Para ese ingenioso silogismo un amigo arquitecto, que es mucho mayor e inteligente que yo, hace algunos años me comentó en medio de unos tragos que le tenía una respuesta, “al que me cuenta ese chiste le contesto, ‘mejor no le digo lo que pienso de Usted porque no se reiría como yo lo acabo de hacer’”. En ese momento me pareció una sentencia resentida y sin fondo, a la que no le pedí explicación porque a lo mejor podría pensar de mí lo mismo que pensaba del aspirante a gracioso de turno: que era un bruto. (Apenas ahora me entero que sí entendí esa respuesta en su momento, de una forma muy primitiva, y que tenía que escribir esto para explicármela definitivamente).

Ese chiste lo escuché en varias ocasiones, en oficinas, en pasillos, en comités de obra, y seguramente lo escucharé más veces en alguna reunión de sofisticados constructores, y siempre contesté y contestaré de la misma forma, con un silencio complaciente que quisiera fuera acompañado con una sonrisa a lo David Gilmour. Porque por fortuna he escuchado en otro tipo de reuniones y lugares conmovedores y fabulosos —como los libros, las películas o las canciones— un aforismo que ahora estoy seguro mi amigo repetía en su cabeza mientras sonreía, “nunca discutas con un imbécil, porque te hará descender a su nivel y allí te ganará por experiencia”.

6 de enero de 2012

Qué era y qué debe ser la arquitectura

Siempre pensé que la arquitectura era la perfección de la naturaleza. Era un concepto cómodo y agradable que después con el tiempo le encontré un eco en el pensamiento de Oscar Wilde: “si la naturaleza fuera perfecta no existiría la arquitectura”, decía el famoso dandi. Pero con el paso de los años he cambiado esa concepción básica y prepotente. Y lo hice por una simple razón: el concepto de perfección es inalcanzable para el hombre, no está en su naturaleza, y al final simplemente es una idea pueril.

- Problemas por resolver:
1 - ¿Puedes reproducir del texto sobre arquitectura el fragmento que empieza con las palabras que contienen "6 de enero de" y termina con "una idea pueril."?
2 - ¿Puedes proseguir el texto sobre arquitectura a partir de su última oración?
Los ítems no intervienen en lo que se pide aquí.

- Conjunto de ítems:
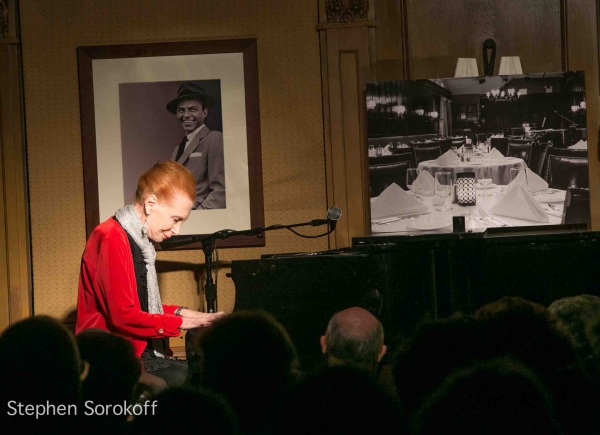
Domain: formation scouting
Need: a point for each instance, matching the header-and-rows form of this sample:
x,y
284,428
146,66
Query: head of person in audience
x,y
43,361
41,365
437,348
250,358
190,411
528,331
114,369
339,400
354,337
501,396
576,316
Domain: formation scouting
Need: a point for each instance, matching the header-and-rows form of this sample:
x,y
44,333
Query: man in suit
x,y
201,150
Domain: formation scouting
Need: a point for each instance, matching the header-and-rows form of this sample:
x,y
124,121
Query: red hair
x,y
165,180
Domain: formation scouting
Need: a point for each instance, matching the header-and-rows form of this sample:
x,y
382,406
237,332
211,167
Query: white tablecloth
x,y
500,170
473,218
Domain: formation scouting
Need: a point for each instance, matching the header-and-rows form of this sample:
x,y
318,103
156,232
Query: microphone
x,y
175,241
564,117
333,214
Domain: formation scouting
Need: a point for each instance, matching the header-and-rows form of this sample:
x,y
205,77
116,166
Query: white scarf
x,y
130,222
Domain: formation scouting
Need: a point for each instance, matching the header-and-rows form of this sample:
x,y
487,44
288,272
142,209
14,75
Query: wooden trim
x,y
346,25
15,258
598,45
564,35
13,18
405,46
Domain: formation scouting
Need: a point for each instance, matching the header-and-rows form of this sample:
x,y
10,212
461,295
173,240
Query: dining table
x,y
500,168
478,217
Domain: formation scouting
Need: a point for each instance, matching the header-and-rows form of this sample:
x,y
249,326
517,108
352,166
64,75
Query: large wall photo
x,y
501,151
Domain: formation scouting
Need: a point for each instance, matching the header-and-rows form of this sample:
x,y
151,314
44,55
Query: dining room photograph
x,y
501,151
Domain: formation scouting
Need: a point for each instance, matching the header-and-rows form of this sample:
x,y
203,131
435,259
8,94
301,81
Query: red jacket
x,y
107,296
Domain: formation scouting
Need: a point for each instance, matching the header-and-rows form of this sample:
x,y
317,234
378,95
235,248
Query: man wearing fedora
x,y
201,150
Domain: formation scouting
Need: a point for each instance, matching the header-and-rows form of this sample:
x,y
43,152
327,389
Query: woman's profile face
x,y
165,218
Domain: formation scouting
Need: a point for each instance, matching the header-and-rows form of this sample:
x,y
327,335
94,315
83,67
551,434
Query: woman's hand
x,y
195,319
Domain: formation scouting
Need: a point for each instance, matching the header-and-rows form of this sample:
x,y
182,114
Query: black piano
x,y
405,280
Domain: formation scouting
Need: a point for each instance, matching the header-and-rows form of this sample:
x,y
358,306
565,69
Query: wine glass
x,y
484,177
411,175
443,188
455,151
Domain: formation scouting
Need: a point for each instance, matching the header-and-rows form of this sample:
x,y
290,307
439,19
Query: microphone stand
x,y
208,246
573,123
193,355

==

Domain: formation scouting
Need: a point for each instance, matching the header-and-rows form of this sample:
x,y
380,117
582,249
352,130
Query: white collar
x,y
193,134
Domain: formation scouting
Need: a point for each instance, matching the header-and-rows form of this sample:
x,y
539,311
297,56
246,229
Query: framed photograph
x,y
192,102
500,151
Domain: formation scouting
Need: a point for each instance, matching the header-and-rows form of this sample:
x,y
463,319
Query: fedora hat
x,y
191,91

- Respuestas por tarea:
1 -
6 de enero de 2012

Qué era y qué debe ser la arquitectura

Siempre pensé que la arquitectura era la perfección de la naturaleza. Era un concepto cómodo y agradable que después con el tiempo le encontré un eco en el pensamiento de Oscar Wilde: “si la naturaleza fuera perfecta no existiría la arquitectura”, decía el famoso dandi. Pero con el paso de los años he cambiado esa concepción básica y prepotente. Y lo hice por una simple razón: el concepto de perfección es inalcanzable para el hombre, no está en su naturaleza, y al final simplemente es una idea pueril.

2 -
Es más, el hombre en toda su trayectoria ha hecho exactamente lo contrario: irrumpir, dañar, agredir la naturaleza para beneficiarse en su comodidad. La respuesta, después de la Revolución Industrial —que ha sido la tapa del asunto—, no se ha hecho esperar. La naturaleza reacciona y ataca. Se defiende como un ente vivo, que lo es literalmente, pero vivo de furia, con una personalidad superior. Y lo es. El mundo y lo que contiene es bastante superior a nosotros y somos simplemente una diminuta pieza más de todo su contenido.

A la naturaleza no podemos cambiarla, ni mejorarla, ni perfeccionarla, eso es un cuento resultante del gran ego de los arquitectos; ella por sí sola es perfecta, y nosotros en un afán de megalomanía inconsciente somos su imperfecta imperfección (porque ni para ser imperfectos somos perfectos, y no es doble negación, es simple decepción).

Ella en su bondad inconmensurable nos permite vivir. ¿Qué sería de nosotros sin el perfecto sol, sin el perfecto aire, sin la perfecta agua, sin la altitud perfecta para poder respirar, sin los perfectos frutos para alimentarnos? El sol nos calienta y nos aporta energía, pero si exageramos y creemos que lo controlamos puede producirnos cáncer; el agua nos permite ser (de ella somos un 75%) pero si no la respetamos nos inunda y nos ahoga. El viento nos acaricia el pelo y nos ha enseñado esa hermosa sensación de libertad, pero si no lo respetamos nos arrolla.

Así que después de esta breve y simple explicación a mí mismo me queda claro que la arquitectura no es, para nada, la perfección de la naturaleza. La arquitectura, muy al contrario de eso, debe ser una venia, respetuosa y humilde ante ella, que es nuestra madre.